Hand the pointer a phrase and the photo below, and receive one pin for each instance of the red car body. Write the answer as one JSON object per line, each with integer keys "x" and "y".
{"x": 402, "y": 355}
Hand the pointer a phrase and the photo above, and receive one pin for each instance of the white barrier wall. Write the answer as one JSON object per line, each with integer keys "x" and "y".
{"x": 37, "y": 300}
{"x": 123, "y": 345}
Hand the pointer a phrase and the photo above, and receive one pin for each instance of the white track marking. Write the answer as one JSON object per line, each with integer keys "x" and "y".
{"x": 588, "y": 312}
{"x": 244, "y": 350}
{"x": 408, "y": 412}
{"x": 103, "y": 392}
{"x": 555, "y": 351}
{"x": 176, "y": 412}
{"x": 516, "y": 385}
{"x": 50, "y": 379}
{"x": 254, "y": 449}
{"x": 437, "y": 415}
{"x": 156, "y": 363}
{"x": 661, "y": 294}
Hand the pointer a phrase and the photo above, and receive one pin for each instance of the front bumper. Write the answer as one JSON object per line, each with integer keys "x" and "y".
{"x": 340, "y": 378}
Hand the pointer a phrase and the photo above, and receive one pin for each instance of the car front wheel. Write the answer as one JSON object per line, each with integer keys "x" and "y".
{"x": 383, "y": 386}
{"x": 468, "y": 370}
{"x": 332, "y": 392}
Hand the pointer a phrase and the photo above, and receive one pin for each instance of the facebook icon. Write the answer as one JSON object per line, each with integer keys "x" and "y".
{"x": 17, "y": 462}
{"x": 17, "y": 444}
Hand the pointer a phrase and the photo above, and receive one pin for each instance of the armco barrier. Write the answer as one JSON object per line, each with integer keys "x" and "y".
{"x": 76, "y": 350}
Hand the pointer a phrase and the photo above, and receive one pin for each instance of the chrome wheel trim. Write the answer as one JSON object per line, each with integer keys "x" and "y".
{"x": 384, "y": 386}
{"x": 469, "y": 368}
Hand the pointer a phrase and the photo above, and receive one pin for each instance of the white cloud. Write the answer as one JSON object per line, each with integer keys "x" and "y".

■ Task item:
Could you set down exactly the lines from the one containing "of the armco" through the last line of the records above, both included?

■ Solution for this problem:
Hand the pointer a phrase and the photo above, and receive one pin for each instance of the armco barrier. Write the answer as one JSON object per line, each with integer keys "x" and "y".
{"x": 76, "y": 350}
Hand the pointer a phrase and the photo above, and receive one pin for each instance of the chrome wheel trim. Write the answer as one JSON object per line, each with integer keys "x" and "y".
{"x": 384, "y": 386}
{"x": 469, "y": 368}
Hand the pointer a phrase and the photo above, and receive one pin for each instance of the white cloud. Write the answer as one JSON object per line, each with integer keys "x" and "y".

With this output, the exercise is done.